> Extrait à lire:
━━━━━━━━━━━━━━━━━━━━

Pour alimenter la réflexion, quoi de mieux qu’un voyage en Érythrée? Avec sa cuisine italienne raffinée, son climat ensoleillé et ses rues bordées de palmiers, ce pays africain situé à quelques heures d’avion de l’Europe pourrait devenir la prochaine destination de prédilection des nomades numériques. Le hic : le pays a l’un des taux de pénétration d’Internet les plus bas au monde (1,3 %) tout en étant l’un des plus censurés, au même titre que la Corée du Nord ou que Cuba il y a une vingtaine d’années.

En conclusion

La question de la diversité peut être vue comme un verre à moitié plein ou à moitié vide. Le secteur des TI, largement masculin lorsque limité à la programmation, à l’administration système et à la réseautique, devient paritaire si l’on élargit sa définition aux métiers du web et des télécommunications en général. On peut le qualifier de très diversifié sur le plan ethnique, bien que cette diversité soit inégalement répartie selon le pays et la ville où l’on se trouve.

Les principes de non-discrimination à l’embauche sont très louables, or, il serait économiquement risqué de rechercher, sous prétexte d’équité, une représentation paritaire et parfaitement égale de tous les groupes diversitaires, dans toutes les régions géographiques et à tous les échelons de responsabilité d’une entreprise. Laissons cette vision fantasmée aux banques de photos, aux universitaires médiocres et aux bureaucrates déconnectés du réel.

En tant qu’épiphénomène social, le nomadisme numérique contribue pour sa part à ouvrir de nouveaux horizons culturels, à défaut d’être très diversifié au sens ethnique et racial. Il est à espérer qu’il contribue à une plus grande diversité d’opinions, tant chez les nomades eux-mêmes que dans la population du pays d’accueil, mais cela reste à démontrer.

Pour l’instant, l’immense majorité des nomades proviennent d’un nombre restreint de pays, et le nombre de pays de destination possédant un Internet ouvert et rapide, un taux de change favorable, des attraits culturels et un haut niveau de sécurité est tout aussi restreint. Le mot à retenir serait plutôt celui de disparité. Nous sommes donc loin de l’hypothétique « contribution à la diversité » posée en introduction.

Quel avenir pour le nomadisme?

Après un formidable essor au cours de la décennie 2010-2020, le nomadisme numérique risque de faire face à des vents contraires.

━━━━━━━━━━━━━━━━━━━━

> Entrées de données recueillies:

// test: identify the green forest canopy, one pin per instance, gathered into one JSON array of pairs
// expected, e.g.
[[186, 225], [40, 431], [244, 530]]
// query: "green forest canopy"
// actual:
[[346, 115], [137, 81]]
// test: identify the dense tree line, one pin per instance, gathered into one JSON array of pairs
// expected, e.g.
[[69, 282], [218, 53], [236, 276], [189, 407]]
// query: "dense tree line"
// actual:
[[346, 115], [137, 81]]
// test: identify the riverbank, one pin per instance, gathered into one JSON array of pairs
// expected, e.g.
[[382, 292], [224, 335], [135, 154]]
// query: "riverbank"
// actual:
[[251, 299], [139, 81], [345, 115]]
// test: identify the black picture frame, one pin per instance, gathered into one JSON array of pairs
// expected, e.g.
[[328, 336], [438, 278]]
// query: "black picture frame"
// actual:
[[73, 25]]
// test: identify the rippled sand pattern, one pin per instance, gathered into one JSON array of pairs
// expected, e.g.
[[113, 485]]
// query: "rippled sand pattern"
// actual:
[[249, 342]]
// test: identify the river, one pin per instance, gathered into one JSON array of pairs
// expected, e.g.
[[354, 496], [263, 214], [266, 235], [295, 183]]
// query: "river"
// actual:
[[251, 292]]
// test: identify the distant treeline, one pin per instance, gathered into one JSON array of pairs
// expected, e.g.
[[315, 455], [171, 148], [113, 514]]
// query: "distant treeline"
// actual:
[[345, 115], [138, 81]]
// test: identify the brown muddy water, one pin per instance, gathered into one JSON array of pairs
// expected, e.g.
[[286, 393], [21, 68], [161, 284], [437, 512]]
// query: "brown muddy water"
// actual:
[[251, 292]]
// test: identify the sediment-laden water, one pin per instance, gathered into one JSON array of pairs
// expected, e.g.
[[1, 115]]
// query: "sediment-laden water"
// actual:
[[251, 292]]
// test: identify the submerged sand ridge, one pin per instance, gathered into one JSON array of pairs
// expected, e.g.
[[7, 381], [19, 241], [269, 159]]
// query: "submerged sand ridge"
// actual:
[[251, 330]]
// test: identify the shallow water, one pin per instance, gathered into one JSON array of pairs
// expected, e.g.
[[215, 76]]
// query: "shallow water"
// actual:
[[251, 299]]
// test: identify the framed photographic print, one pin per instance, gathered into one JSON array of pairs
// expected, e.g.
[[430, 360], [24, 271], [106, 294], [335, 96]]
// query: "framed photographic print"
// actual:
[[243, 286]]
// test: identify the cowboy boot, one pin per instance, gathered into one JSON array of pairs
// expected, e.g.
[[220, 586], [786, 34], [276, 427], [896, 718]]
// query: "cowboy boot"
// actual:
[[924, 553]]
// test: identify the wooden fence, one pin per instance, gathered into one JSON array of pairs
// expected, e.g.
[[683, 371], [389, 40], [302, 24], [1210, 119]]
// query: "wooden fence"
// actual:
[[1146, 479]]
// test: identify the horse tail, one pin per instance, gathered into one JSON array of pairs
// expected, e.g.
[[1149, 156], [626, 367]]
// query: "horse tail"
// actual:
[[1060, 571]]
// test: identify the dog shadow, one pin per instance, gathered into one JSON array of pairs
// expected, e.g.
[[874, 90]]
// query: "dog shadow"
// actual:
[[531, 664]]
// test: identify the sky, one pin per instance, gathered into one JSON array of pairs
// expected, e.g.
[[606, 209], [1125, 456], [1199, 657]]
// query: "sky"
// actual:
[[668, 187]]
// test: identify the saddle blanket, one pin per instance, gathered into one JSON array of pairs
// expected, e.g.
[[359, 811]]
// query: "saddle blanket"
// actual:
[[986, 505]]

━━━━━━━━━━━━━━━━━━━━

> Consigne 1:
Répondez brièvement à ces questions sur l'extrait :
(a) Quel taux de pénétration d'Internet est indiqué pour l'Érythrée ?
(b) À quels métiers faut-il élargir la définition du secteur des TI pour qu'il devienne paritaire ?
(c) Quel mot vaudrait-il mieux retenir, selon l'extrait ?
> Consigne 2: Recopiez le passage de l'extrait commençant par « Les principes de » et se terminant par « reste à démontrer. ».
Ces données n'ont aucun lien avec l'extrait.

> Réponse 1:
(a) 1,3 %
(b) Aux métiers du web et des télécommunications en général
(c) Disparité

> Réponse 2:
Les principes de non-discrimination à l’embauche sont très louables, or, il serait économiquement risqué de rechercher, sous prétexte d’équité, une représentation paritaire et parfaitement égale de tous les groupes diversitaires, dans toutes les régions géographiques et à tous les échelons de responsabilité d’une entreprise. Laissons cette vision fantasmée aux banques de photos, aux universitaires médiocres et aux bureaucrates déconnectés du réel.

En tant qu’épiphénomène social, le nomadisme numérique contribue pour sa part à ouvrir de nouveaux horizons culturels, à défaut d’être très diversifié au sens ethnique et racial. Il est à espérer qu’il contribue à une plus grande diversité d’opinions, tant chez les nomades eux-mêmes que dans la population du pays d’accueil, mais cela reste à démontrer.